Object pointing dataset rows
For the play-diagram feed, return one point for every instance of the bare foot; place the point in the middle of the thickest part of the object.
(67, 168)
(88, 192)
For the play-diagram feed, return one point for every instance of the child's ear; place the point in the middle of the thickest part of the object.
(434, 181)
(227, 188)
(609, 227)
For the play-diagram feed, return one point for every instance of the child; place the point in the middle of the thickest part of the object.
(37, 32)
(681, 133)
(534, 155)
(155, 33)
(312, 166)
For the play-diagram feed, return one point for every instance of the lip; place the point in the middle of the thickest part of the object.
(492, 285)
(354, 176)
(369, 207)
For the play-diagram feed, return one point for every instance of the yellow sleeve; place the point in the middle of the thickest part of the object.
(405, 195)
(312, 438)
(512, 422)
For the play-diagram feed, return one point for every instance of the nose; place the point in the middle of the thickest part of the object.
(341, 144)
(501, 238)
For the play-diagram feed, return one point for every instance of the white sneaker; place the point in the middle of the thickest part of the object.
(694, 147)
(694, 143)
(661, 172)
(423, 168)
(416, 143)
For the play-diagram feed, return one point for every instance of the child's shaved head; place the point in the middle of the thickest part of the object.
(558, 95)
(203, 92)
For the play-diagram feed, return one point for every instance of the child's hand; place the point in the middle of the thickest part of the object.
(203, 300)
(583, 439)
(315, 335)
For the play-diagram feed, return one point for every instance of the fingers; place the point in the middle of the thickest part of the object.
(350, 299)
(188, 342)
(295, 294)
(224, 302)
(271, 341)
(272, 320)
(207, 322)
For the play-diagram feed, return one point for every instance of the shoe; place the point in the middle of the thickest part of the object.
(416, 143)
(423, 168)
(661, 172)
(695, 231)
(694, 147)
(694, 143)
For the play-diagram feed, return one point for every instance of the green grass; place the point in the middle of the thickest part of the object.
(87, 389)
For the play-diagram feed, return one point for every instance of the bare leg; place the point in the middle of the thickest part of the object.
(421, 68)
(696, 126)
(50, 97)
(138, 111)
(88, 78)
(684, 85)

_AIM_
Extract the entries above verbatim.

_ANSWER BELOW_
For the play-diagram feed, return one point for every instance of the bare foot; place the point in the middle of the thickest part of the object.
(67, 168)
(88, 192)
For the play-diagram feed, return one point for every instance of the child's ear; place the point in the middle of the thickest part of the object.
(434, 181)
(227, 188)
(609, 227)
For the play-diagram feed, return one point for every instance of the child; place the point in the middle of the thickest part of the object.
(37, 32)
(681, 133)
(534, 155)
(155, 33)
(312, 166)
For the play-diagram feed, return one point for every instance of the lip; place the point in the middle of the thickest part of the object.
(492, 285)
(354, 176)
(369, 207)
For the play-diagram feed, return one point for every instance of the yellow sleeve; place the point in the middle of the thickest part of the object.
(405, 195)
(312, 438)
(512, 422)
For the play-diagram feed, return one point for every instance of the nose; place the point in the middle of the thickest part of the object.
(341, 144)
(501, 238)
For the play-diagram feed, return one point for every instance of the white sneaker; place the point in the middle of the thickest part of the object.
(694, 147)
(694, 143)
(661, 172)
(423, 168)
(416, 143)
For the play-diagram feed, return one point for every instance of the child's shaved head; place the point in the middle of the thickest part of the object.
(558, 95)
(203, 92)
For the play-diagram feed, return one point for every instance of the child's hand; place the point in the middle of the thickest part of the object.
(203, 300)
(583, 439)
(315, 335)
For the play-diagram feed, return one point for every instance of the fingers; place the point in the middle of the thickest part of the object.
(350, 299)
(188, 342)
(295, 294)
(224, 302)
(271, 341)
(272, 320)
(207, 322)
For the play-diagram feed, return one point for every instance of the shoe; place the point in the middle of the thickest part of the object.
(416, 143)
(423, 168)
(661, 172)
(695, 231)
(694, 147)
(694, 143)
For the play-diagram feed, return one point for every instance of the green grass; place the point in the middle of the thickest part of the object.
(87, 389)
For the play-diagram feed, return one point for every instance of the bare leg; place the point in the middle of the thickest part of the object.
(421, 68)
(696, 126)
(50, 97)
(138, 111)
(88, 78)
(684, 85)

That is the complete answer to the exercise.